Tasks for this exercise
- A) From the article on bridge repairs, write out the passage that begins at the words "SUE McNEIL, fresh" and stops after "getting short shrift.".
- B) Sum up the article on bridge repairs in two sentences.
- C) Pick up the article on bridge repairs from its last sentence and keep writing.

Quoted text
/---

Repair Bill Is Coming Due for `Baby Boom' of Bridges

SUE McNEIL, fresh from Australia, remembers driving across Pittsburgh's Liberty Bridge and feeling anything but free. ``I was literally terrified,'' recalls Ms. McNeil, a civil engineer. ``It was just a very old, rusted structure.''

Ten years later, Pittsburgh's most important bridges have undergone extensive repairs. Now, engineers are concerned about the secondary structures. The picture here is typical of the nation as a whole. While the United States is taking better care of its most visible transportation infrastructure, secondary roads, bridges, and other structures are getting short shrift.

``Just as there is a baby boom ... we have a bridge boom that came out of the first 10 years of the Interstate [highway] program,'' says Francis D. Fran,cois, executive director of the American Association of State Highway and Transportation Officials.

Already, 238,400 of the nation's 577,700 bridges are structurally deficient or functionally obsolete. In the next 20 years, another 140,000 bridges will fall into one of those categories.

\---

(Location identification entries)
/---

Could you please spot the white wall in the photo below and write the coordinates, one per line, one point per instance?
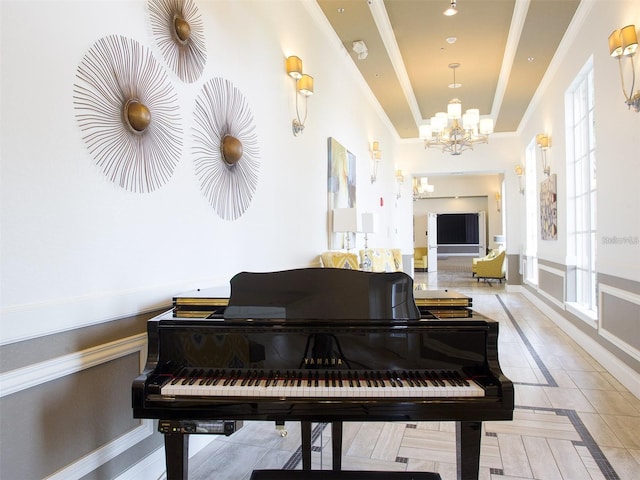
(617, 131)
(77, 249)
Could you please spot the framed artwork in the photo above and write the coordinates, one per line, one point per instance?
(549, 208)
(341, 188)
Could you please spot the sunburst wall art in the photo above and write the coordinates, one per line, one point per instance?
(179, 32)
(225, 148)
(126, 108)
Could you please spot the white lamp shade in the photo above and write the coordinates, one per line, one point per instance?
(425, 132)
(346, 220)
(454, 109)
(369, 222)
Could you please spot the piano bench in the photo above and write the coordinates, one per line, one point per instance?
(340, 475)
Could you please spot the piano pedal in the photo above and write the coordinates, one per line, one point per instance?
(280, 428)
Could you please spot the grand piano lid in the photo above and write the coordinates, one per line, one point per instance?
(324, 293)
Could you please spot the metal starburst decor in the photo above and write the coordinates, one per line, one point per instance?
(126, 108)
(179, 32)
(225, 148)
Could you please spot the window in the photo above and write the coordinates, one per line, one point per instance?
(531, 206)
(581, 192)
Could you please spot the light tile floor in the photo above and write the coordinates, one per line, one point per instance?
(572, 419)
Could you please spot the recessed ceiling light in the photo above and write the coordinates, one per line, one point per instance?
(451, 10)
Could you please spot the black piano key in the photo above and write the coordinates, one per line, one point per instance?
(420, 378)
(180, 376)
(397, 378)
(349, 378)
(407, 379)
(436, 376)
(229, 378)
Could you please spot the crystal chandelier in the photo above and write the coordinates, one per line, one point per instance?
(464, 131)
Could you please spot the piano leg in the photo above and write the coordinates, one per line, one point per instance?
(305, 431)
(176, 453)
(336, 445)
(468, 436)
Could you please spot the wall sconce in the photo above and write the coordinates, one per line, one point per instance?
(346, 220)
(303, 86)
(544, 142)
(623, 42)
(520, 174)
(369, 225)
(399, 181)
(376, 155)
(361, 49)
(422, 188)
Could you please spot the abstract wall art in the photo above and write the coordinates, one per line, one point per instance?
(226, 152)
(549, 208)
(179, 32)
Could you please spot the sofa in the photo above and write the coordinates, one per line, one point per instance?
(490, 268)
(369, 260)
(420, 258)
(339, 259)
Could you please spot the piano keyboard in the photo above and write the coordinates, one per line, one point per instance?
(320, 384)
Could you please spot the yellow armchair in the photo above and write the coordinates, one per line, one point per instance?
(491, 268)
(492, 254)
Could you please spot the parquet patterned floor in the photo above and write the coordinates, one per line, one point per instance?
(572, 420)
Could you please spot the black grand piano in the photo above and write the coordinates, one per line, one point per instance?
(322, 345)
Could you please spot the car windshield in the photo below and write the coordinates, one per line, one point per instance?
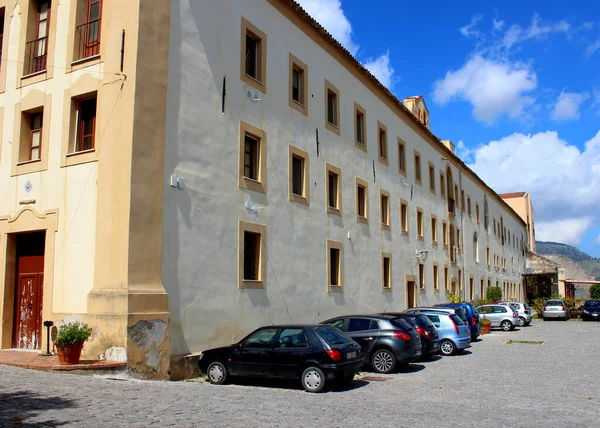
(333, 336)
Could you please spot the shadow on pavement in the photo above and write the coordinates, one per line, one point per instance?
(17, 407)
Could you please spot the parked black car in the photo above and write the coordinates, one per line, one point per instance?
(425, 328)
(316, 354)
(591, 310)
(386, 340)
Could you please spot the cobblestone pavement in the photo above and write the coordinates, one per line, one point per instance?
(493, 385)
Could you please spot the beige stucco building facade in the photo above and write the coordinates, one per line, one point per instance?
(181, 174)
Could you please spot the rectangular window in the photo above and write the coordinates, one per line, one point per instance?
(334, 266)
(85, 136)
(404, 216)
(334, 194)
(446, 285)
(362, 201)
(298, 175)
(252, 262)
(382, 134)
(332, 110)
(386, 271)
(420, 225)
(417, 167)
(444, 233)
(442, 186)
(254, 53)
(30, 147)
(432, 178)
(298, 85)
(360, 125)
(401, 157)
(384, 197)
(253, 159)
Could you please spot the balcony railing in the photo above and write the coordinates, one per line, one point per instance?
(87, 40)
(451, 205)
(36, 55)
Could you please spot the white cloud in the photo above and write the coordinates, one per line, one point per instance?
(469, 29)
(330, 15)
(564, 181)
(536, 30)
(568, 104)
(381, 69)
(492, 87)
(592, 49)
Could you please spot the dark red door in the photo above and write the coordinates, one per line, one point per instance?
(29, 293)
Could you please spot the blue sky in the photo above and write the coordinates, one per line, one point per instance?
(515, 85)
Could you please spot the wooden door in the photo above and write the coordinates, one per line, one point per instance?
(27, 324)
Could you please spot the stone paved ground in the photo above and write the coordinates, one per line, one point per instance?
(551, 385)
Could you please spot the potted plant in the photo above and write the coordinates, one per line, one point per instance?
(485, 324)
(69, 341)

\---
/---

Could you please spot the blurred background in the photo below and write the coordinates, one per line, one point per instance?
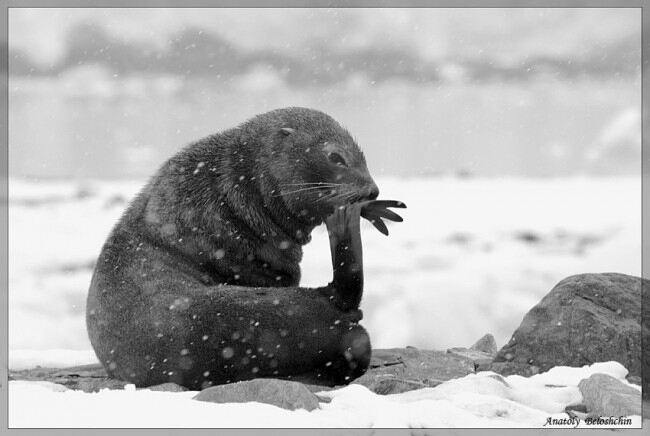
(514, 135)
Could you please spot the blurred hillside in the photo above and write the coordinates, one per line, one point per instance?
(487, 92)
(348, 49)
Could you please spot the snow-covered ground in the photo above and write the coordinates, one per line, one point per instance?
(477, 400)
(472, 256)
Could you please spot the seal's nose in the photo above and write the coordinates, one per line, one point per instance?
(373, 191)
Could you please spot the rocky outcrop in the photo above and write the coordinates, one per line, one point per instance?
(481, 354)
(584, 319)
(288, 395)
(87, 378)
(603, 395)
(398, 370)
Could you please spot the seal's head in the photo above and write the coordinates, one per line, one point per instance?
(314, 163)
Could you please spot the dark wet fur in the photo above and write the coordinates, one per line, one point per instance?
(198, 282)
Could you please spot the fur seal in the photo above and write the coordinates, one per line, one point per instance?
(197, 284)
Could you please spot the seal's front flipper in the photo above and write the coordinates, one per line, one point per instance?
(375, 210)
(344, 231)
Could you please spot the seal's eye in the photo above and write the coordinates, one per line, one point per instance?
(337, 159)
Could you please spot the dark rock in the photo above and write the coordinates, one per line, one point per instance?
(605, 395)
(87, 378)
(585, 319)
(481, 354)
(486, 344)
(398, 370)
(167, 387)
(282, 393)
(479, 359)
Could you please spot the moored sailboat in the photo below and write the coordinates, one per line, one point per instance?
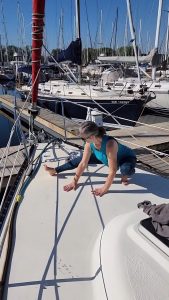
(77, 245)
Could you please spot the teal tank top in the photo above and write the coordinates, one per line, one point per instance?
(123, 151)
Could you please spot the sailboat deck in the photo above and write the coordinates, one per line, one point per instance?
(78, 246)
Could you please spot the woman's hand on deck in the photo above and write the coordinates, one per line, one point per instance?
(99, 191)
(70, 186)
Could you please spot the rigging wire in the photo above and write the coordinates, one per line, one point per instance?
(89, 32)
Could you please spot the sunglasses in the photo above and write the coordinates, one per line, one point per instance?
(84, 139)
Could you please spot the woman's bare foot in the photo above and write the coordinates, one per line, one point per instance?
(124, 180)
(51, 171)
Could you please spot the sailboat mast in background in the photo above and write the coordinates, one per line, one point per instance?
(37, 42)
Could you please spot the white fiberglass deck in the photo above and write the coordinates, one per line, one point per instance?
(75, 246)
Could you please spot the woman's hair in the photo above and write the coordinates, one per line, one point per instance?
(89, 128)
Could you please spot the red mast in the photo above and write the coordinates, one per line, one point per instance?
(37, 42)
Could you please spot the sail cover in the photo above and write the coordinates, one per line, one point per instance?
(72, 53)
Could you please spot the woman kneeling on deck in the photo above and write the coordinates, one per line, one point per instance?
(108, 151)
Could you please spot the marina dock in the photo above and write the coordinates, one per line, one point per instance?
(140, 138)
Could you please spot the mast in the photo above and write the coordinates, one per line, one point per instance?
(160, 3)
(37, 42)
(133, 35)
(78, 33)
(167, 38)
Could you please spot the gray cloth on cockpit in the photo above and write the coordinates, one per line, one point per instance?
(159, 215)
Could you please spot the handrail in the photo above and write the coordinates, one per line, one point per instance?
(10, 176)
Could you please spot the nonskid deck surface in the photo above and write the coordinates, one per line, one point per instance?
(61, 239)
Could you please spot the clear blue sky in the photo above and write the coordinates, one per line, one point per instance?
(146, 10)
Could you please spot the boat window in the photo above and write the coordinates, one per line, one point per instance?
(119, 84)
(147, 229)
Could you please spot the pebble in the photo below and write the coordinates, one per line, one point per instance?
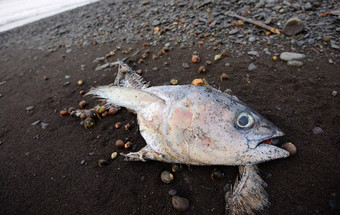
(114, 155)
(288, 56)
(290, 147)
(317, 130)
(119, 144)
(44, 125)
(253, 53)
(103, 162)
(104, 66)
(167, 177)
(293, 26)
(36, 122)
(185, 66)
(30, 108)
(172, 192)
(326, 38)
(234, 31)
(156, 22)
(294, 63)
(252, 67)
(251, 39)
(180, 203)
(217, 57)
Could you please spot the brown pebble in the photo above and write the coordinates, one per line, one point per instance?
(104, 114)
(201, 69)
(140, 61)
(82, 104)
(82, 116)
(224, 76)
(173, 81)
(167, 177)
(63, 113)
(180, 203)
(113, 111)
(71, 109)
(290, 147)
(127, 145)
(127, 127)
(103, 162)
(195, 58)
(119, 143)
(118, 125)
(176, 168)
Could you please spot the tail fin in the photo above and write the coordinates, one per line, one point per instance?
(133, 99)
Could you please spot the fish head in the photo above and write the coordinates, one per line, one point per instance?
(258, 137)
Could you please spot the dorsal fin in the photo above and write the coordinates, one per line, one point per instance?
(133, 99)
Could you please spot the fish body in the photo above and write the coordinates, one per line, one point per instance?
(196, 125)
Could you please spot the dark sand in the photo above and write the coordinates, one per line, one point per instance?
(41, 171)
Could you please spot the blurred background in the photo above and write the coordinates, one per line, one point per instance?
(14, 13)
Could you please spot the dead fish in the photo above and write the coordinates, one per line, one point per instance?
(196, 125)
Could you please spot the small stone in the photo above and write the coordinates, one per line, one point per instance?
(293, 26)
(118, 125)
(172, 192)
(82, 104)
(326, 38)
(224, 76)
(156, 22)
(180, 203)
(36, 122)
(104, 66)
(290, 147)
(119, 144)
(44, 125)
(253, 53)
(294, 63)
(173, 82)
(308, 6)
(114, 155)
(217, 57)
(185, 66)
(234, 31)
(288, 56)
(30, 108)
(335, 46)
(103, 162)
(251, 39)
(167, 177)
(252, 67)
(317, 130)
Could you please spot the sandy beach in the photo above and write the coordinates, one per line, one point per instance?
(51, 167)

\---

Answers below
- A)
SUE McNEIL, fresh from Australia, remembers driving across Pittsburgh's Liberty Bridge and feeling anything but free. ``I was literally terrified,'' recalls Ms. McNeil, a civil engineer. ``It was just a very old, rusted structure.''

Ten years later, Pittsburgh's most important bridges have undergone extensive repairs. Now, engineers are concerned about the secondary structures. The picture here is typical of the nation as a whole. While the United States is taking better care of its most visible transportation infrastructure, secondary roads, bridges, and other structures are getting short shrift.

- B) Pittsburgh's most important bridges have undergone extensive repairs, but engineers are now concerned about its secondary structures, a picture typical of the nation, where secondary roads and bridges are getting short shrift. Already 238,400 of the country's 577,700 bridges are structurally deficient or functionally obsolete, and another 140,000 will fall into one of those categories in the next 20 years.

- C)
The situation in Pittsburgh is much the same. After decades of neglecting the problem, the city began to tackle it in the 1980s. Of the 19 road bridges that span the city's three rivers, six have undergone major rehabilitation since 1983, eight are scheduled for important maintenance in the next several years, and the rest are either new or in sufficient shape to last awhile, state and county officials say.

The major impetus for the rebuilding program was a 1982 Pennsylvania measure that targeted bridge repair and replacement and set up a 12-year state plan through which local governments could attract federal and state money for their projects. According to Jerry Johnson, district bridge engineer for the Pennsylvania Department of Transportation, engineers today have a much better idea of the condition of the various structures than they did 10 years ago. Still, the state is barely ahead of the national average. In June 1988, 41.3 percent of the nation's bridges were structurally deficient or functionally obsolete.

If Liberty Bridge is refurbished, Pittsburgh's Shadeland Avenue bridge is definitely not. It has scores of potholes and badly peeling paint. It is one of four large bridges that have city officials worried. They are considering reducing the bridge's vehicle load limits from 5 tons to 3 tons, virtually eliminating all trucks.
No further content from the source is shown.